◆ **Material provided**

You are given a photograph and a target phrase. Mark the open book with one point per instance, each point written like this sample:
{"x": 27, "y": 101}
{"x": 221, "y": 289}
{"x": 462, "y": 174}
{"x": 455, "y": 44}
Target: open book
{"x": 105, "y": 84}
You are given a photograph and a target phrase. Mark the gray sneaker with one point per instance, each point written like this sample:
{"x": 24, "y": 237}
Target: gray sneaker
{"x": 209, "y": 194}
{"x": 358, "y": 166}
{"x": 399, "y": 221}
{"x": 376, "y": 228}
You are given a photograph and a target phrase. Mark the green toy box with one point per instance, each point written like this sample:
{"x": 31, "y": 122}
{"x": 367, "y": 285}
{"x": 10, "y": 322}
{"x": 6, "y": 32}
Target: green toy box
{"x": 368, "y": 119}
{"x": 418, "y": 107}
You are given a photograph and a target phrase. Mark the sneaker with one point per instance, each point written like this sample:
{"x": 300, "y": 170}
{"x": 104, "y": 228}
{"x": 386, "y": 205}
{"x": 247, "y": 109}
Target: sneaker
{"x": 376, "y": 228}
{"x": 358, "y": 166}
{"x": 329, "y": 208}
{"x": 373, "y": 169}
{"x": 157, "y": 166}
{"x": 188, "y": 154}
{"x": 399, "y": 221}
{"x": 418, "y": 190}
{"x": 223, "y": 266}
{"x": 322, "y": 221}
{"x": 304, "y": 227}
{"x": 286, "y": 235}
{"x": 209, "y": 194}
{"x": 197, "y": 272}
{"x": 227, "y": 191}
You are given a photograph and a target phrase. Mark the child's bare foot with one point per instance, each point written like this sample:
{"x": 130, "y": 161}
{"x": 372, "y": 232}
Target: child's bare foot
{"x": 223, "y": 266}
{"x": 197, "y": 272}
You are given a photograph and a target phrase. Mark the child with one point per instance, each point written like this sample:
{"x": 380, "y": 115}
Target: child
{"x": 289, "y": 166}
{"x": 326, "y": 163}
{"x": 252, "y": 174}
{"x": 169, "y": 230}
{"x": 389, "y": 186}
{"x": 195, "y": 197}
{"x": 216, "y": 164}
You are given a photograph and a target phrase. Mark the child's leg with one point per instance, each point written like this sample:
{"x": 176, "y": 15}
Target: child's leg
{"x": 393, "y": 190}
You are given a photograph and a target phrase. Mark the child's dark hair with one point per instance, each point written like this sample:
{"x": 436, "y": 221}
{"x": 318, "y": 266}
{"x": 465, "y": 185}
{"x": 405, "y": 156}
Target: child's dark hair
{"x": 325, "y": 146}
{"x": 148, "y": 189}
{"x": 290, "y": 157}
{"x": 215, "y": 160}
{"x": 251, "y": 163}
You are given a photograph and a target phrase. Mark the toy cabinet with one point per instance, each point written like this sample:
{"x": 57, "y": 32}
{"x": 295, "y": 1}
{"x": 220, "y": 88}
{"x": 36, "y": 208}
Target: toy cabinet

◆ **What is needed**
Scanning the listing, tally the lines with "cabinet" in them and state the number by itself.

◆ **Output for this exercise**
2